WHAT THE TASK ASKS: Copy out every entry that follows, without a single picture.

======== DATASET EXCERPTS

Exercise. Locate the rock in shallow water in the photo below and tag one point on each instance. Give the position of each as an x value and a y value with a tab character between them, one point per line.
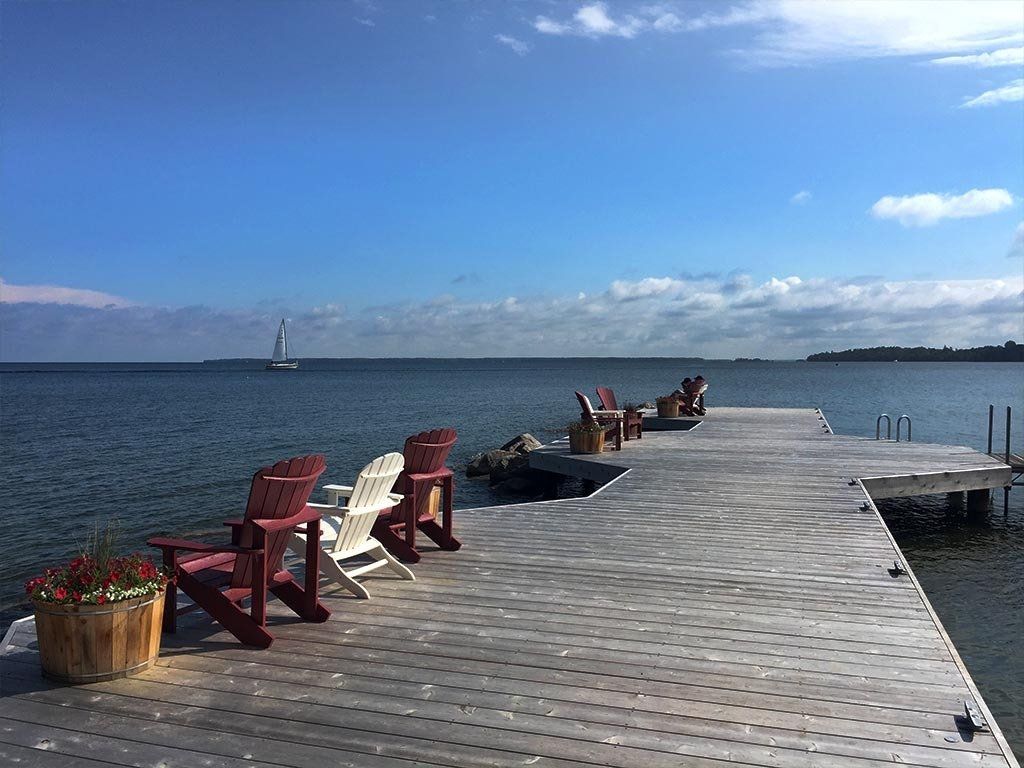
522	443
482	464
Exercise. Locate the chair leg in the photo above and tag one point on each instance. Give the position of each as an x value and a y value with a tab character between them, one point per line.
295	598
229	615
170	624
392	542
331	568
382	554
435	532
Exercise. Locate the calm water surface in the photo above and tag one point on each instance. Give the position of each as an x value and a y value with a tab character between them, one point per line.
171	449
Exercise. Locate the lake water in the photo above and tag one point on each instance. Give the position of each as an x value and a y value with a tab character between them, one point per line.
170	449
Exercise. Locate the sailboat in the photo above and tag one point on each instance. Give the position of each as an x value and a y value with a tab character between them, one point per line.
280	359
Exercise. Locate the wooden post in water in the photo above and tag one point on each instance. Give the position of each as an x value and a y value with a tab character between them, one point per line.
978	501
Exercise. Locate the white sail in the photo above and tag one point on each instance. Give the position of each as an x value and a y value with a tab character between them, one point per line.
281	346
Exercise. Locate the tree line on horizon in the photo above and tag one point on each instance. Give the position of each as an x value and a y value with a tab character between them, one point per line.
1009	352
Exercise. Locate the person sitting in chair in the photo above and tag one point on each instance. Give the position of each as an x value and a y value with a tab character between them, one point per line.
684	396
697	388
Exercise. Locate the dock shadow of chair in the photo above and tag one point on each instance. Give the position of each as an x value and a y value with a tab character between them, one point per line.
219	578
345	529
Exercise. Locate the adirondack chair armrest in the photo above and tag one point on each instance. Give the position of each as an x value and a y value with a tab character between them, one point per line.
427	476
187	546
344	492
308	514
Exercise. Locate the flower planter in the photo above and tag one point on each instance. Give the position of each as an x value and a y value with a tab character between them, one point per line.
92	643
586	442
668	410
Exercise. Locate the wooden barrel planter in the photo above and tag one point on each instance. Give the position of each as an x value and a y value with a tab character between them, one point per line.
586	442
92	643
668	409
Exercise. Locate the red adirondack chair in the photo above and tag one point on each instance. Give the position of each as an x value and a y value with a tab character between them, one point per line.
612	420
425	455
632	420
218	578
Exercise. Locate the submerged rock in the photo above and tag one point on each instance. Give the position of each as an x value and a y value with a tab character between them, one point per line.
508	468
504	462
482	464
522	443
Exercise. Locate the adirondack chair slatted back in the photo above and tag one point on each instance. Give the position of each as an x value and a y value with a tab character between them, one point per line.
368	499
278	493
587	414
376	480
425	454
607	398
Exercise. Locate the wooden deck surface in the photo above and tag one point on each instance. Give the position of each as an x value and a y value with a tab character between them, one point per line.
725	602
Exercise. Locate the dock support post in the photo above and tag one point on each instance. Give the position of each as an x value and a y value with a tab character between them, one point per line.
978	501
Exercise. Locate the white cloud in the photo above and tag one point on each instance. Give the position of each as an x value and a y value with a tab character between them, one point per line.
1014	91
930	208
593	20
11	294
710	315
1017	246
1001	57
799	32
518	46
644	289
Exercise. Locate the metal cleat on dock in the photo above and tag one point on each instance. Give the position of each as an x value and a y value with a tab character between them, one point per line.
972	719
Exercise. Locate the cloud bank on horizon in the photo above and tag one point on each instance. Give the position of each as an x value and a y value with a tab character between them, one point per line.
709	316
527	178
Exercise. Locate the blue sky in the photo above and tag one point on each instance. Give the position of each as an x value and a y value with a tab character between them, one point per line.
508	178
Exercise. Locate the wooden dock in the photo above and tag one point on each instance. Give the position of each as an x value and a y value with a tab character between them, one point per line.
725	601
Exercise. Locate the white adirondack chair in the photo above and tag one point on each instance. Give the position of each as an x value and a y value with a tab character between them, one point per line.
345	528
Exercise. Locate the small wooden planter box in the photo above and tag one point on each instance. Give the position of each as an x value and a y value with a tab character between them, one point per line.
586	442
668	410
92	643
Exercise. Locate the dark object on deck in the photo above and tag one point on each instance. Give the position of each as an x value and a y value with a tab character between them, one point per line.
611	420
972	720
253	562
425	455
632	420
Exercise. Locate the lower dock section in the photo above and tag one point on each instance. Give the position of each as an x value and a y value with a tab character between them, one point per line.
725	599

================

TASK ANSWER:
Exercise. Locate the rock in shallow water in the photo below and tag one point on each instance. Give the position of each as an x value and a y value with a tab character between them, one point per line.
522	443
482	464
Exercise. Locate the chair leg in the photo above and tag one point on each instance. Give the position of each as an x value and a y value with a tab character between them, one point per line.
295	598
229	615
170	624
392	542
331	568
382	554
435	532
Exercise. Locate the calm water surface in the photo above and tag one point on each instance. Give the position of each as an x value and a y value with a tab character between them, one point per line.
171	449
Exercise. Locate the lake water in the photo above and tag one point on each instance. Give the position of each as an x value and a y value with a tab character between them, one point per line.
170	449
Exercise. Locate the sailboat in the photo above and tag one point on each instance. Give the position of each as an x value and a y value with a tab character between them, one point per line.
280	359
Exercise. Locate the wooden post in water in the photo above and tag one point on each instance. Give the position of each as an x value and a y value with a tab character between them, one point per line.
978	501
Exercise. Locate the white sail in the photo above and tag one point on each instance. Give the position of each as an x value and a y value with a tab character between them, one point per line.
281	346
Exercise. Locate the tree line on horizon in the photo above and tag one point on each instance. Give the position of each as an x value and a y value with a tab character between them, one point per line.
1009	352
Exercise. Locate the person sitting in chair in the photo above and tag one point on each instance. Give the position of each as an x value and a y value with a tab character between them, one point per line.
684	396
697	388
Exercise. Locate the dock shadow of chair in the photo above and tag one point on each instance. Give the position of each as an x value and a y value with a tab character between them, one point per line.
219	578
345	529
Exercise. Locate the adirondack chair armrest in the photo above and tag one point on each instance. Give the position of each as an x value and a y value with a tab character between them, one point per line.
427	476
187	546
344	492
308	514
Exercise. Locate the flower planter in the photo above and tag one point on each instance. Give the position of each as an x value and a y value with a tab character between them, one point per line.
92	643
586	442
668	410
Exercise. Locate the wooden barrel planter in the photo above and tag one point on each instance. Give the position of each as an x value and a y value with a tab character between them, one point per line.
586	442
92	643
668	409
Exercise. Locate the red adirondack chair in the photo above and tag one point on each instance. Give the position of each as an x value and a y value with a tab character between them, one point per line.
612	420
425	455
632	420
218	578
Exercise. Locate the submerged rock in the photo above and tag one point on each instance. Give the position of each as an x value and a y value with a tab character between them, one point per line.
508	468
504	462
482	464
522	443
Exercise. Locate the adirondack chair slatted back in the photo above and tag one point on each instance. Give the position of each as an x value and a y value with a tab character between them, one point per line.
368	499
278	493
587	414
376	480
425	454
607	398
Exercise. Locate the wooden deck surface in the photo above and tag one point on each instance. Give the position of each as an x value and a y value with a tab character between them, one point per line.
725	602
Exercise. Locate the dock support post in the photo above and tag one point on each instance. Give the position of each as an x value and a y value with a tab character between them, one point per line.
978	501
Exercise. Locate the white cloud in the photo above and tag one point on each instance. Give the position of each as an x value and a y value with a tab character between them, one point per line.
1014	91
930	208
593	20
11	294
710	315
1017	246
1001	57
799	32
518	46
644	289
Exercise. Locate the metal cleat on dock in the photo above and tag one point on each instance. Give the position of each as an x value and a y value with a tab character between them, one point per line.
972	719
Exercise. Locate the cloud bank on horizon in the photo above and tag one point on each instance. Give the position of each as an x value and a y value with a tab character between them, one point per line.
709	316
527	178
Exercise. Locate the blue sky in the photo above and tag one point on each instance. Give the position of each as an x value and a y value with a tab character between them, one point per line.
508	178
Exercise. Locate the wooden dock in the photo above and tag one point on each instance. Give the position of each as an x value and a y value with a tab character between them, one point per line.
725	601
Exercise. Locate the white adirondack chair in the photo above and tag one point on each instance. Give the position of each as an x value and a y value with a tab character between them, one point per line.
345	528
Exercise. Locate the small wooden planter box in the photo above and tag one point on each instance. Give the position of each as an x value and a y value with a tab character between them, one point per line.
586	442
668	410
92	643
Exercise. Locate the dark object on deck in the photo above and tag one point on each instance. Give the position of each as an x value and a y value with a tab character between them, one point per line.
611	420
972	720
253	562
425	455
632	420
Exercise. Locate the lower dock section in the photo above and tag one point on each instance. Give the position of each as an x value and a y value with a tab character between them, one point per line.
725	599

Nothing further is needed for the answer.